Exact copies of all the lines below are required, with the pictures omitted.

Saved data entries:
+--

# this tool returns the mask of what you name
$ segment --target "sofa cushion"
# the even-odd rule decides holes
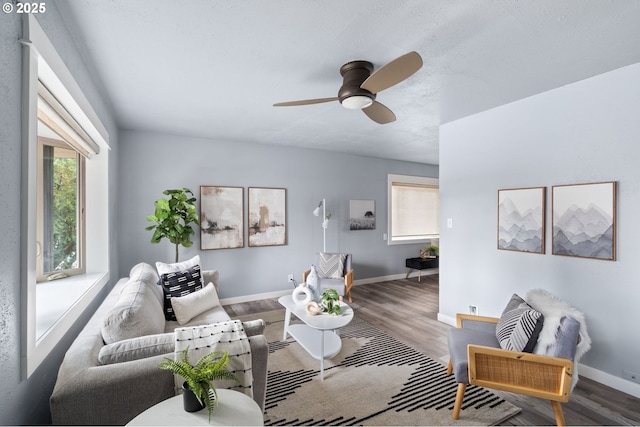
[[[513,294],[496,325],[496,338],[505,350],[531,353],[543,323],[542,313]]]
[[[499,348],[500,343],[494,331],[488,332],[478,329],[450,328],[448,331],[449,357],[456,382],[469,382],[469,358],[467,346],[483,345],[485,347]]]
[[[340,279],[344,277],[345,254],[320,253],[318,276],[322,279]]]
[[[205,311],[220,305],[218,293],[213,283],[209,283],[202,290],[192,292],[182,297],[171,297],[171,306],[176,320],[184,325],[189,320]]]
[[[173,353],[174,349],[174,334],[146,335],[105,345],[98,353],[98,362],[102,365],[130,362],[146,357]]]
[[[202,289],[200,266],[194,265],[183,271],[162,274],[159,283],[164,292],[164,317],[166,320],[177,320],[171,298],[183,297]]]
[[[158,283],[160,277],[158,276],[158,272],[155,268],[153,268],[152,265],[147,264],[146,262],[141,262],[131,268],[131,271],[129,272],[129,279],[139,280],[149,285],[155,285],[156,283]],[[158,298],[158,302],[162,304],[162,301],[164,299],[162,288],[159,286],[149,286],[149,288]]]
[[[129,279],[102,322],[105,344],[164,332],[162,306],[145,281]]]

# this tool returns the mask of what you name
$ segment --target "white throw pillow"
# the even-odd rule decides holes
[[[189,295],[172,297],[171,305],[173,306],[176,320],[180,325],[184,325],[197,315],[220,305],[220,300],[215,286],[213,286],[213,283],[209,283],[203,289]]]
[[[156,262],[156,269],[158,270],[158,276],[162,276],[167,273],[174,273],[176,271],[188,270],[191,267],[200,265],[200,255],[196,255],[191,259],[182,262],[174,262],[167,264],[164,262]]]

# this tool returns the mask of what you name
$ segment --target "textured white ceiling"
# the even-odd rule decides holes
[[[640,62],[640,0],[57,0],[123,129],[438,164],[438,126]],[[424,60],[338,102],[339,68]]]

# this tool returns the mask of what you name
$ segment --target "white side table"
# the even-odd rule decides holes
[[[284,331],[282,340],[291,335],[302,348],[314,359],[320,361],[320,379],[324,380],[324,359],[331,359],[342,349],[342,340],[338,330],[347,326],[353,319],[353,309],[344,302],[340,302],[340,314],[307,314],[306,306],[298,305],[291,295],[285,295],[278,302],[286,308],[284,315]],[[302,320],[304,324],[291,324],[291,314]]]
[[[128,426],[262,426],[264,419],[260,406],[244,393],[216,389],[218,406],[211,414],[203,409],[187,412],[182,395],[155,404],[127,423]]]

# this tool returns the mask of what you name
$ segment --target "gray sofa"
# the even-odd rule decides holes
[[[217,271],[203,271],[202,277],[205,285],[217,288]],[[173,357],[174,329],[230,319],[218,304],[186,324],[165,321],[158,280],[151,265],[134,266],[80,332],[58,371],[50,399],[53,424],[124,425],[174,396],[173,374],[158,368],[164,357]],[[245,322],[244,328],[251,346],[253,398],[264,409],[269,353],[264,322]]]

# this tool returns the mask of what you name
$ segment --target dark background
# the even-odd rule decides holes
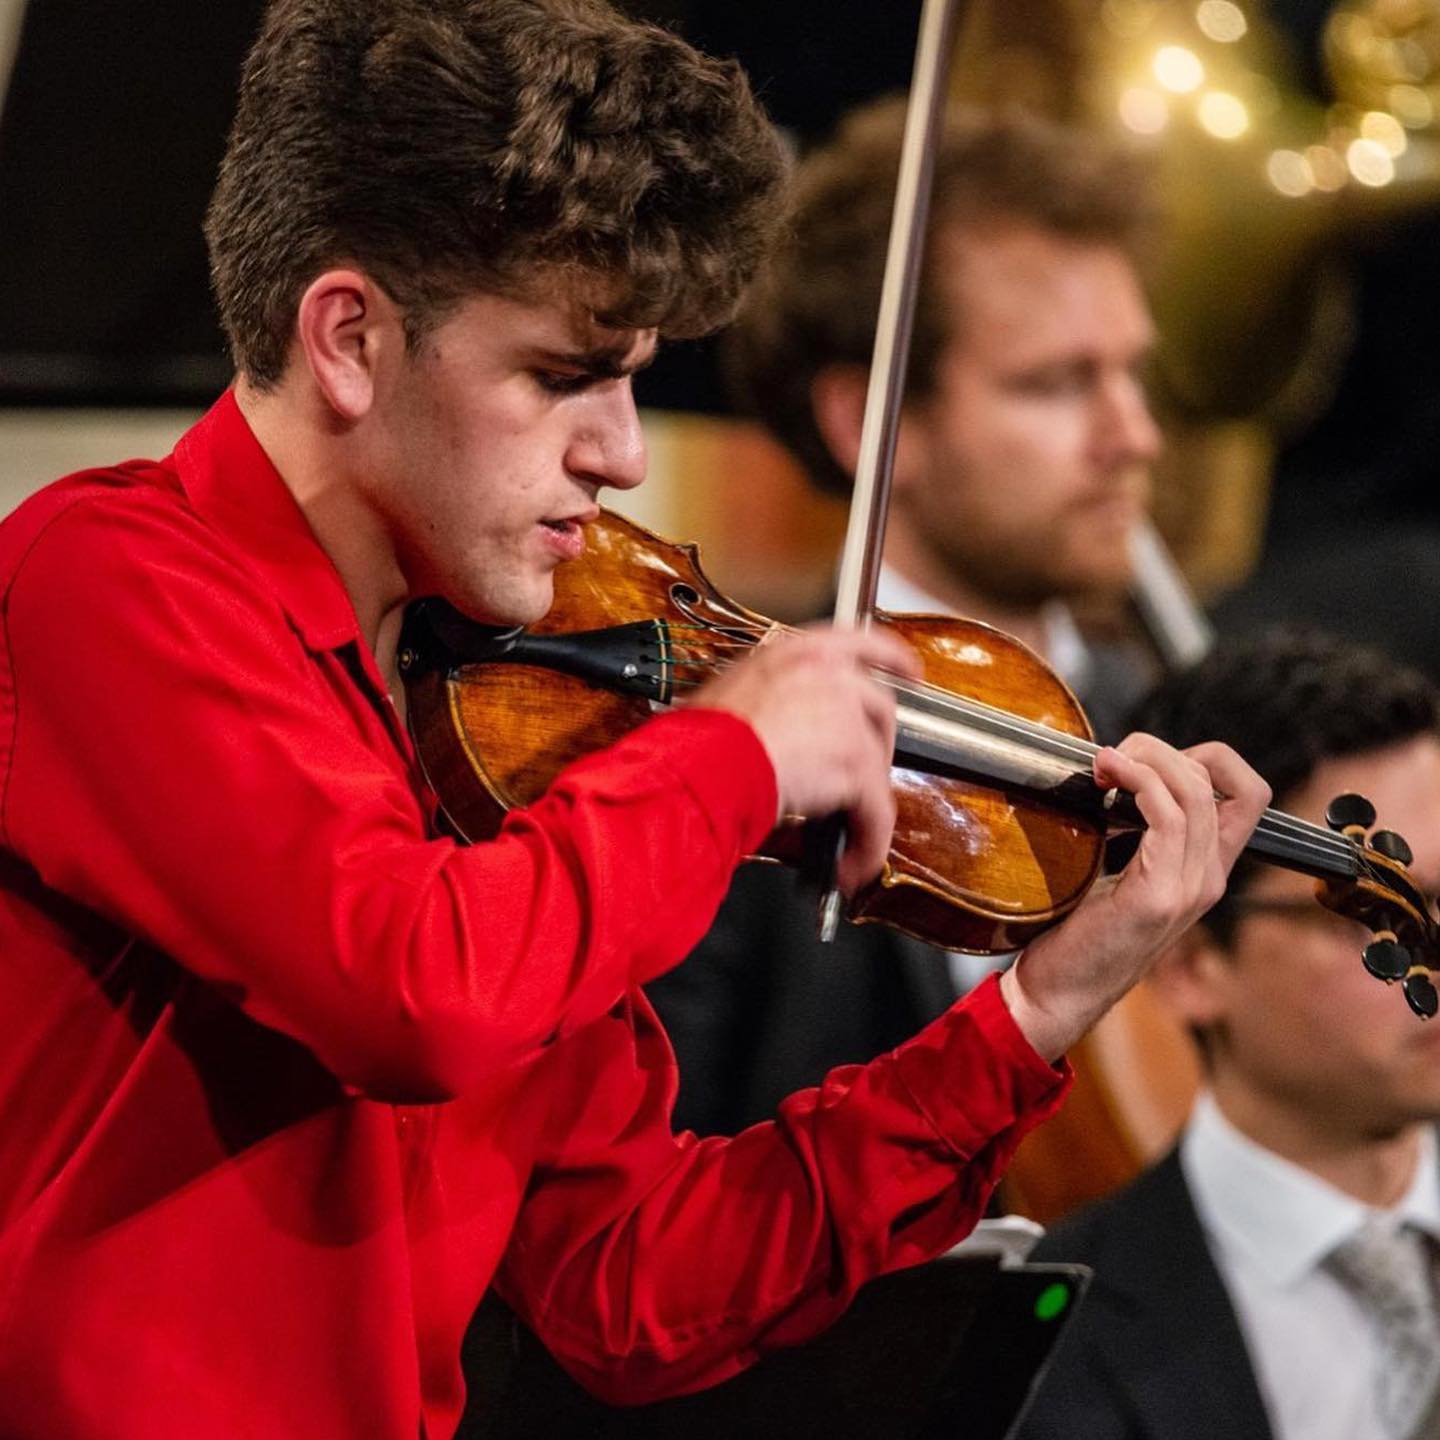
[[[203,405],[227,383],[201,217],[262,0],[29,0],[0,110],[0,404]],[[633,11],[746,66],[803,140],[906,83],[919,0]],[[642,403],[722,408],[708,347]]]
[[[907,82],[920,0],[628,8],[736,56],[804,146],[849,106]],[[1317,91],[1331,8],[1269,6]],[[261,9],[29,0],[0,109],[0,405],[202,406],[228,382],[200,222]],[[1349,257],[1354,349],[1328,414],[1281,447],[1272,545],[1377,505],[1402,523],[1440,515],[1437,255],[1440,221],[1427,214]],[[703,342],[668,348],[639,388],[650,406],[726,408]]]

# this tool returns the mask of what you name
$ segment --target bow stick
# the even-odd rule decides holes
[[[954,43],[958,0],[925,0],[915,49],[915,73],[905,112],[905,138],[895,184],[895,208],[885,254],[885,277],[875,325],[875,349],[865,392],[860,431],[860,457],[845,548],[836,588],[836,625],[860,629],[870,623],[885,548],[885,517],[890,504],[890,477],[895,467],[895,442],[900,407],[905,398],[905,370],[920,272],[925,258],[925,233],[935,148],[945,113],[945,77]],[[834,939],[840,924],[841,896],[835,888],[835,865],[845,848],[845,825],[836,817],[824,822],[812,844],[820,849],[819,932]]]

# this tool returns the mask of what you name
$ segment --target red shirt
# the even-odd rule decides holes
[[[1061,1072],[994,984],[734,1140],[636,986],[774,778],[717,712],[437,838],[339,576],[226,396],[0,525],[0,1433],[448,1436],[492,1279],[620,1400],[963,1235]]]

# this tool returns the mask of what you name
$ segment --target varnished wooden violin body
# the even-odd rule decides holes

+--

■ WORKED SOLUTION:
# this tool returns the mask of what you name
$ segment --target "sofa cushion"
# the even-odd rule decides holes
[[[513,294],[496,325],[496,338],[505,350],[531,353],[543,323],[542,313]]]
[[[499,348],[500,343],[494,331],[488,332],[478,329],[450,328],[448,331],[449,357],[456,382],[469,382],[469,358],[467,346],[483,345],[485,347]]]
[[[340,279],[344,277],[345,254],[320,253],[318,276],[322,279]]]
[[[205,311],[220,305],[218,293],[213,283],[209,283],[202,290],[192,292],[182,297],[171,297],[171,306],[176,320],[184,325],[189,320]]]
[[[173,353],[174,349],[174,334],[146,335],[105,345],[98,353],[98,362],[102,365],[130,362],[146,357]]]
[[[202,289],[200,266],[194,265],[183,271],[162,274],[159,283],[164,292],[164,317],[166,320],[177,320],[171,298],[183,297]]]
[[[158,283],[160,277],[158,276],[158,272],[155,268],[153,268],[152,265],[147,264],[146,262],[141,262],[131,268],[131,271],[129,272],[129,279],[139,280],[149,285],[155,285],[156,283]],[[158,298],[158,302],[162,304],[162,301],[164,299],[162,288],[159,286],[149,286],[149,288]]]
[[[129,279],[102,322],[105,344],[164,332],[162,306],[145,281]]]

# this tool returns the mask of what you name
$ segment --target "white throw pillow"
# the even-odd rule decides holes
[[[189,295],[172,297],[171,305],[173,306],[176,320],[180,325],[184,325],[197,315],[220,305],[220,300],[215,286],[213,286],[213,283],[209,283],[203,289]]]
[[[156,262],[156,269],[158,270],[158,276],[162,276],[167,273],[174,273],[176,271],[188,270],[191,267],[200,265],[200,255],[196,255],[191,259],[182,262],[174,262],[167,264],[164,262]]]

# this tool returns the mask of what you name
$ segment --target "textured white ceiling"
# the even-odd rule decides holes
[[[640,62],[640,0],[57,0],[123,129],[438,164],[438,126]],[[424,60],[338,102],[339,68]]]

# this tool returns the mask of what you name
$ segment --target "white side table"
# the even-odd rule decides holes
[[[284,331],[282,340],[291,335],[302,348],[314,359],[320,361],[320,379],[324,380],[324,359],[331,359],[342,349],[342,340],[338,330],[347,326],[353,319],[353,309],[344,302],[340,302],[340,314],[307,314],[306,306],[298,305],[291,295],[285,295],[278,302],[286,308],[284,315]],[[302,320],[304,324],[291,324],[291,314]]]
[[[128,426],[262,426],[264,419],[260,406],[244,393],[216,389],[218,406],[211,414],[203,409],[187,412],[182,395],[155,404],[127,423]]]

# this tool returns the mask of what you name
$ segment --target "gray sofa"
# the even-odd rule decides holes
[[[217,271],[203,271],[202,277],[205,285],[217,288]],[[173,357],[174,329],[230,319],[218,304],[186,324],[165,321],[158,280],[151,265],[134,266],[80,332],[58,371],[50,399],[53,424],[124,425],[174,396],[173,374],[158,368],[164,357]],[[245,322],[244,328],[251,346],[253,398],[264,409],[269,353],[264,322]]]

# this tool returns the mask of what you name
$ segment --target dark background
# the even-odd rule decides holes
[[[203,405],[227,383],[201,217],[262,0],[29,0],[0,110],[0,404]],[[633,11],[746,66],[803,140],[906,83],[919,0]],[[642,403],[722,408],[708,347]]]
[[[907,82],[920,0],[628,8],[736,56],[804,146],[849,106]],[[1317,91],[1331,8],[1269,6]],[[261,9],[29,0],[0,109],[0,405],[202,406],[228,382],[200,222]],[[1349,257],[1354,349],[1328,414],[1281,447],[1272,545],[1377,505],[1402,523],[1440,515],[1437,255],[1440,221],[1427,214]],[[703,342],[668,348],[639,388],[650,406],[726,408]]]

# this tool returns the mask of what you name
$ segment --target bow stick
# the even-odd rule decides holes
[[[954,43],[958,0],[925,0],[915,49],[915,73],[905,112],[905,138],[895,184],[895,208],[885,254],[885,277],[875,325],[875,349],[865,392],[860,431],[860,457],[845,548],[836,588],[836,625],[860,629],[870,623],[885,548],[885,517],[890,504],[890,477],[895,467],[895,442],[900,407],[905,398],[905,370],[920,272],[925,258],[925,233],[935,148],[945,113],[945,77]],[[834,939],[840,924],[841,896],[835,888],[835,865],[845,848],[845,825],[836,817],[824,822],[812,844],[820,849],[819,932]]]

# this tool returns the mask of what you name
$ segment --target red shirt
# the even-odd rule decides holes
[[[1061,1072],[994,984],[734,1140],[636,986],[774,778],[717,712],[437,838],[339,576],[226,396],[0,525],[0,1433],[448,1436],[492,1279],[620,1400],[963,1235]]]

# this tool returns the mask of what you name
$ segment --target varnished wooden violin body
# the even-odd rule decides holes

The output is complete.